▼▼▼

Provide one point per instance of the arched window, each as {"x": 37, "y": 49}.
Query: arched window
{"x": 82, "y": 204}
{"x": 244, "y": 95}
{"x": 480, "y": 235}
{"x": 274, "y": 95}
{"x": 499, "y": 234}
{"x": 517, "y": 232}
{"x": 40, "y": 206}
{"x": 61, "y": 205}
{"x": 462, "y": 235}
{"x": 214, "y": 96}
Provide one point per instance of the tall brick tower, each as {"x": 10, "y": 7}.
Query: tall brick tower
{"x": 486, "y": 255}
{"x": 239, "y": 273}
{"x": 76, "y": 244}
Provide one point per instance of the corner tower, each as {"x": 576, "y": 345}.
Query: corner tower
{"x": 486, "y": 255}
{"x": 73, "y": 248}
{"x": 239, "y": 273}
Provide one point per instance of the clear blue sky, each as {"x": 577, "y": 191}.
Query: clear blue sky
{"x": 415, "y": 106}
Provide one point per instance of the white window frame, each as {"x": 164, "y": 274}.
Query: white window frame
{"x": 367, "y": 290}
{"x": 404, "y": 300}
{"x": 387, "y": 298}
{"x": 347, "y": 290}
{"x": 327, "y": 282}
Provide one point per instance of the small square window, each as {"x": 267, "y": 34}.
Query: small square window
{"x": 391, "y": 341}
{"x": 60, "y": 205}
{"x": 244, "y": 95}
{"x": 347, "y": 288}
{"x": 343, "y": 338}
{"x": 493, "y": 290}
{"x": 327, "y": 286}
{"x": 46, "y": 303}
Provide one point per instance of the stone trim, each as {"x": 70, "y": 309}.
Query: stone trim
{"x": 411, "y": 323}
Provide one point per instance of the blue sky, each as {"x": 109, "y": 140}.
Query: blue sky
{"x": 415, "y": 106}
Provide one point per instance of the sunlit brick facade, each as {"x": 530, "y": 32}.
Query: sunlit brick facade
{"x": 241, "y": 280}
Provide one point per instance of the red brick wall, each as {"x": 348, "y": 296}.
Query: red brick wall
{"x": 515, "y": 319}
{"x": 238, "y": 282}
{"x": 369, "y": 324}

▲▲▲

Given exercise: Can you pull every line of the data above and reproduce each one verbatim, in its original order?

Exercise solution:
Provide one point per instance of the arched window, each as {"x": 37, "y": 49}.
Query: arched window
{"x": 82, "y": 204}
{"x": 244, "y": 95}
{"x": 480, "y": 235}
{"x": 274, "y": 95}
{"x": 499, "y": 234}
{"x": 517, "y": 232}
{"x": 40, "y": 206}
{"x": 61, "y": 205}
{"x": 462, "y": 235}
{"x": 214, "y": 96}
Provide one point per instance of the tall brick tower, each as {"x": 10, "y": 7}.
Query: tall brick tower
{"x": 486, "y": 255}
{"x": 239, "y": 273}
{"x": 76, "y": 244}
Provide one point per instance of the corner tower, each as {"x": 576, "y": 345}.
Query: corner tower
{"x": 486, "y": 255}
{"x": 73, "y": 248}
{"x": 239, "y": 273}
Provide one point per instance of the clear blue sky, each as {"x": 577, "y": 191}.
Query: clear blue sky
{"x": 415, "y": 106}
Provide one point per instance of the white window frame, each as {"x": 164, "y": 274}.
Query: white window frame
{"x": 367, "y": 290}
{"x": 404, "y": 300}
{"x": 387, "y": 298}
{"x": 347, "y": 290}
{"x": 327, "y": 282}
Provide one point per instance of the small square window, each as {"x": 267, "y": 34}.
Query: small square window
{"x": 391, "y": 341}
{"x": 60, "y": 205}
{"x": 244, "y": 95}
{"x": 347, "y": 288}
{"x": 343, "y": 338}
{"x": 493, "y": 290}
{"x": 327, "y": 286}
{"x": 46, "y": 303}
Provide one point per instance of the stone trim, each as {"x": 70, "y": 309}.
Query: stone trim
{"x": 411, "y": 323}
Provide one point per instance of the blue sky, each as {"x": 109, "y": 140}.
Query: blue sky
{"x": 415, "y": 106}
Provide one point per instance of the sunlit brick facade, each as {"x": 530, "y": 32}.
Query: sunlit brick facade
{"x": 241, "y": 280}
Provide one point per instance of the red brick wall, each as {"x": 348, "y": 296}.
Query: red brick wall
{"x": 515, "y": 319}
{"x": 238, "y": 282}
{"x": 369, "y": 324}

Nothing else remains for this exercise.